Turn every line of the records below into a numbered list, leaving out any blank lines.

-------

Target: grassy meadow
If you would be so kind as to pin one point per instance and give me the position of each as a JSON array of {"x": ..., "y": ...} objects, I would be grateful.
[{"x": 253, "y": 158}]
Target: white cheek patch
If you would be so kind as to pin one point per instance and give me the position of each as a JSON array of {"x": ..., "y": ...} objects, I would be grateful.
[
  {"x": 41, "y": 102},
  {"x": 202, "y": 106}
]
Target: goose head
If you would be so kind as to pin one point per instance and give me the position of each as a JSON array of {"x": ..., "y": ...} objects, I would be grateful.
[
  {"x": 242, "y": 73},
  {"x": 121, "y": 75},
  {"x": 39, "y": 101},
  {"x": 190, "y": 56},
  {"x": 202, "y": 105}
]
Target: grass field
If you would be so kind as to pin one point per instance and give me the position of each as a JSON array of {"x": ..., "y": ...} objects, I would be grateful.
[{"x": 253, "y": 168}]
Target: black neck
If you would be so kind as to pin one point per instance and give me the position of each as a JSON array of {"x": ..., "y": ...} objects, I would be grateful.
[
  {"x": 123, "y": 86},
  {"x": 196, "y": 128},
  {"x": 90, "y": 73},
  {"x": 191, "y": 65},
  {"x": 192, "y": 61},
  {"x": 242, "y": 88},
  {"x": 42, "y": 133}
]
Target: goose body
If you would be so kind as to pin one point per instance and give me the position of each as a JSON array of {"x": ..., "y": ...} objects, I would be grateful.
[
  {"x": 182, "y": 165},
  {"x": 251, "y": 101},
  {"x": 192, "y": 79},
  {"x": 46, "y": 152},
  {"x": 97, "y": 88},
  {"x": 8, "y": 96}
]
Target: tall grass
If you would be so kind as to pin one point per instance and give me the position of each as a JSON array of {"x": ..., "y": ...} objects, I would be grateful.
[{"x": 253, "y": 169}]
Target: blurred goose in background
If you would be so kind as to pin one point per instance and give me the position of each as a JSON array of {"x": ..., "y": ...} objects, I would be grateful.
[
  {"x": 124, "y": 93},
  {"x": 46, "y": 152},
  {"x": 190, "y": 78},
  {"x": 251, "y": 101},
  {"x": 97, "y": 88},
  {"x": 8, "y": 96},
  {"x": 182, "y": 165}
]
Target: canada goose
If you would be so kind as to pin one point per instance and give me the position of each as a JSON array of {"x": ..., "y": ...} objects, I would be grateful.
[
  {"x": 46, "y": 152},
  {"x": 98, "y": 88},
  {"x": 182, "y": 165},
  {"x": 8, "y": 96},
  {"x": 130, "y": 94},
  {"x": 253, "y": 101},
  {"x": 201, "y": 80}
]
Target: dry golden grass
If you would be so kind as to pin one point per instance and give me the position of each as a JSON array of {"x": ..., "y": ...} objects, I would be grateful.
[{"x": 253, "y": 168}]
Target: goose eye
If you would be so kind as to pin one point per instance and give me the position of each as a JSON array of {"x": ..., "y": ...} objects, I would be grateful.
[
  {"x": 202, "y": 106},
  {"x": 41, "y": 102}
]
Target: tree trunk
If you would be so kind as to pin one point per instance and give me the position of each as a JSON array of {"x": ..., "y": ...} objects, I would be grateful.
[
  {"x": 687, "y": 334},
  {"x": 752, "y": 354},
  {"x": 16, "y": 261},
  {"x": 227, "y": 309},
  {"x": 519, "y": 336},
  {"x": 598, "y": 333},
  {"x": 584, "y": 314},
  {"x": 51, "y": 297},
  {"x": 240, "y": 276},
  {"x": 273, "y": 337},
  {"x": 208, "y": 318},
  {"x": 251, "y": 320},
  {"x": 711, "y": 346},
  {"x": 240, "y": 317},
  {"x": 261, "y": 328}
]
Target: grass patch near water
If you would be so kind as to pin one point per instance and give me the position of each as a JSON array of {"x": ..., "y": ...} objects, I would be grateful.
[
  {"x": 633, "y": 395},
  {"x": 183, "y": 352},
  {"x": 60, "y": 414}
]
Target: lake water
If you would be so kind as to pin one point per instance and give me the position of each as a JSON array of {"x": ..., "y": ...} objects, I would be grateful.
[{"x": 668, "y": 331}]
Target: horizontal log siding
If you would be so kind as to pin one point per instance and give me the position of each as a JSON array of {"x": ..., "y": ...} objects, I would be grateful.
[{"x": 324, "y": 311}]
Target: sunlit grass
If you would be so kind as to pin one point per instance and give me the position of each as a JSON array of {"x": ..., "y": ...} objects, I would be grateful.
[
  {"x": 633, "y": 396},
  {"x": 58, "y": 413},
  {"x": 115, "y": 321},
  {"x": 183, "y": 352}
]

-------

**Result**
1. Target: grassy meadow
2. If you would be so kind as to pin one point per instance and give me the position of each as a JSON array of {"x": ..., "y": ...} objects, I would be grateful.
3. [{"x": 253, "y": 158}]
4. Target: white cheek patch
5. If you would be so kind as to pin one point per instance and give me the position of each as a JSON array of {"x": ..., "y": ...} objects, I would be grateful.
6. [
7.   {"x": 41, "y": 102},
8.   {"x": 202, "y": 106}
9. ]
10. Target: goose head
11. If you would be so kind as to pin one point per instance and give me the position of each as a JSON array of {"x": ..., "y": ...} objects, I would be grateful.
12. [
13.   {"x": 242, "y": 73},
14.   {"x": 121, "y": 75},
15.   {"x": 39, "y": 101},
16.   {"x": 190, "y": 56},
17.   {"x": 202, "y": 105}
18. ]
19. Target: grass field
20. If you would be so kind as to pin one point per instance and give me the position of each as a JSON array of {"x": ..., "y": ...} objects, I would be grateful.
21. [{"x": 253, "y": 168}]
22. Target: black neck
23. If you would be so kind as to pin one point per instance and give me the position of each as a JSON array of {"x": ..., "y": ...} objects, I would be grateful.
24. [
25.   {"x": 123, "y": 86},
26.   {"x": 196, "y": 128},
27.   {"x": 90, "y": 73},
28.   {"x": 191, "y": 65},
29.   {"x": 192, "y": 61},
30.   {"x": 242, "y": 88},
31.   {"x": 42, "y": 133}
32. ]
33. Target: goose body
34. If you would be so kind as to pin one point per instance and give me the position of each as a JSON array of {"x": ..., "y": ...} objects, I would be grateful.
35. [
36.   {"x": 182, "y": 165},
37.   {"x": 251, "y": 101},
38.   {"x": 192, "y": 79},
39.   {"x": 46, "y": 152},
40.   {"x": 97, "y": 88},
41.   {"x": 8, "y": 96}
42. ]
43. Target: tall grass
44. If you would be so kind as to pin one point per instance and give me the position of each as a JSON array of {"x": ..., "y": ...} objects, I would be grateful.
45. [{"x": 253, "y": 169}]
46. Target: blurred goose in background
47. If you would be so kind as to pin one point per instance and give me the position of each as a JSON array of {"x": ..., "y": ...} objects, I would be grateful.
48. [
49.   {"x": 124, "y": 93},
50.   {"x": 46, "y": 152},
51.   {"x": 190, "y": 78},
52.   {"x": 251, "y": 101},
53.   {"x": 97, "y": 88},
54.   {"x": 8, "y": 96},
55.   {"x": 182, "y": 165}
56. ]
57. Target: canada goose
58. If you would be so kind as to pin one point per instance and give me the position of each as a JSON array of {"x": ..., "y": ...} objects, I would be grateful.
59. [
60.   {"x": 46, "y": 152},
61.   {"x": 98, "y": 88},
62.   {"x": 182, "y": 165},
63.   {"x": 8, "y": 96},
64.   {"x": 130, "y": 94},
65.   {"x": 253, "y": 101},
66.   {"x": 201, "y": 80}
67. ]
68. Target: dry golden grass
69. If you would be so kind as to pin one point per instance and give me the position of each as a JSON array of {"x": ..., "y": ...} objects, I would be grateful.
70. [{"x": 253, "y": 168}]
71. Target: goose eye
72. If you would be so kind as to pin one point per instance and give me the position of each as a JSON array of {"x": ..., "y": ...} objects, I would be grateful.
73. [
74.   {"x": 202, "y": 106},
75.   {"x": 41, "y": 102}
76. ]
77. Target: tree trunk
78. If you would be so kind as to pin one point per instance and give me the position of each as a JSON array of {"x": ..., "y": ...} objects, I would be grateful.
79. [
80.   {"x": 687, "y": 334},
81.   {"x": 752, "y": 354},
82.   {"x": 16, "y": 261},
83.   {"x": 227, "y": 309},
84.   {"x": 519, "y": 336},
85.   {"x": 598, "y": 333},
86.   {"x": 584, "y": 314},
87.   {"x": 51, "y": 297},
88.   {"x": 240, "y": 276},
89.   {"x": 273, "y": 337},
90.   {"x": 208, "y": 318},
91.   {"x": 251, "y": 320},
92.   {"x": 711, "y": 346},
93.   {"x": 240, "y": 317},
94.   {"x": 261, "y": 328}
95. ]
96. Target: grass patch near water
97. If you would be so kind as to pin one point per instance and give me the position of each as a JSON array of {"x": ..., "y": ...} objects, I would be grateful.
98. [
99.   {"x": 633, "y": 395},
100.   {"x": 183, "y": 352},
101.   {"x": 60, "y": 414}
102. ]
103. Target: lake water
104. If you would be so kind as to pin one point per instance and give me the position of each as a JSON array of {"x": ..., "y": ...} objects, I would be grateful.
105. [{"x": 668, "y": 331}]
106. Target: horizontal log siding
107. If you would be so kind as to pin one point per instance and give me the position of each as a JSON array of {"x": ..., "y": ...} objects, I would be grateful.
108. [{"x": 324, "y": 311}]
109. Target: sunlit grass
110. If you would be so kind as to pin one point per instance and give me the position of each as a JSON array of {"x": ..., "y": ...} objects, I would be grateful.
111. [
112.   {"x": 633, "y": 396},
113.   {"x": 58, "y": 413},
114.   {"x": 115, "y": 321},
115.   {"x": 183, "y": 352}
116. ]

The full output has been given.